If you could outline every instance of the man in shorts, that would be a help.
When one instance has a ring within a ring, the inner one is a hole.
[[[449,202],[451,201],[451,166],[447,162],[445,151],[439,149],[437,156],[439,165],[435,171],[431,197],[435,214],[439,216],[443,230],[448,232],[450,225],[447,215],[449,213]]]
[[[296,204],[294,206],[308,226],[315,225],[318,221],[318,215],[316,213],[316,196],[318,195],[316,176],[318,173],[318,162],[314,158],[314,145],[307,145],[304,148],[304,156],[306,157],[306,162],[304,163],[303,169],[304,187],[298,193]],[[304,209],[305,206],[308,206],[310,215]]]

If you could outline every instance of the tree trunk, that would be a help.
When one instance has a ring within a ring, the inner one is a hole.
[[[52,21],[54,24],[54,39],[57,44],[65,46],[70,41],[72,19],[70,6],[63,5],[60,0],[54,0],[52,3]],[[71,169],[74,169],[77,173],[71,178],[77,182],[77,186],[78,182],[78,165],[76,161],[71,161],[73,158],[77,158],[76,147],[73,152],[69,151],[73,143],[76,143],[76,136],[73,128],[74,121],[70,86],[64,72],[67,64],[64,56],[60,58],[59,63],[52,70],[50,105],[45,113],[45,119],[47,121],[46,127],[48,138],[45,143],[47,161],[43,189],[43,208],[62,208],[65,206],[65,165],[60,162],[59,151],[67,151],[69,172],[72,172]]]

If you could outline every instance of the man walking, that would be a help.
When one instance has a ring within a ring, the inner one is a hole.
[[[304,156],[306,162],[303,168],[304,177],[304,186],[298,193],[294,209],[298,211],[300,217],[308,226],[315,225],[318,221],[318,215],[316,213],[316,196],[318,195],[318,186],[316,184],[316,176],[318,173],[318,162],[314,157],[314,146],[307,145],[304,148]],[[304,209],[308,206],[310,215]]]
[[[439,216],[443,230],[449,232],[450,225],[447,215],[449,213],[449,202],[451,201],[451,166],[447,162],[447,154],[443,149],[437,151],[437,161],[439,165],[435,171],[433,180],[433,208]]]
--- --- ---
● Instructions to follow
Copy the entire listing above line for line, changing no character.

● Task response
If you could outline every instance of the man in shorts, that would be a help.
When one instance has a ring within a ring, the inner one is a hole.
[[[449,202],[451,201],[451,166],[447,162],[445,151],[439,149],[437,156],[439,165],[435,171],[431,197],[435,214],[439,216],[443,230],[448,232],[450,225],[447,215],[449,213]]]
[[[296,204],[294,206],[308,226],[315,225],[318,221],[318,215],[316,213],[316,196],[318,195],[316,176],[318,173],[318,162],[314,158],[314,145],[307,145],[304,148],[304,156],[306,157],[306,162],[304,163],[303,169],[304,187],[298,193]],[[304,209],[305,206],[308,206],[310,215]]]

If you could outline every instance of the tree trunk, that would be a help.
When one instance has a ring within a ring, the inner one is a hole.
[[[52,21],[54,24],[54,39],[57,44],[65,46],[70,41],[72,19],[70,6],[63,5],[60,0],[54,0],[52,3]],[[71,169],[74,169],[77,173],[71,178],[77,182],[77,186],[78,182],[78,165],[76,161],[71,161],[73,158],[77,158],[76,147],[73,152],[69,151],[73,143],[76,143],[76,136],[73,128],[74,121],[70,86],[64,72],[67,64],[64,56],[60,58],[59,63],[52,70],[50,105],[45,113],[45,119],[47,121],[46,127],[48,138],[45,143],[47,161],[43,189],[43,208],[62,208],[65,206],[65,165],[60,162],[59,151],[67,151],[69,172],[72,172]]]

If you could outline every instance of the man walking, that would be a help.
When one instance has a ring within a ring, the inner one is a hole.
[[[304,156],[306,162],[303,168],[304,177],[304,186],[298,193],[294,209],[298,211],[300,217],[308,226],[315,225],[318,221],[318,215],[316,213],[316,196],[318,195],[318,186],[316,184],[316,176],[318,173],[318,162],[314,157],[314,146],[307,145],[304,148]],[[304,209],[308,206],[310,215]]]
[[[439,216],[443,230],[449,232],[450,225],[447,215],[449,213],[449,202],[451,201],[451,166],[447,162],[447,154],[443,149],[437,151],[437,161],[439,165],[435,171],[433,180],[433,208]]]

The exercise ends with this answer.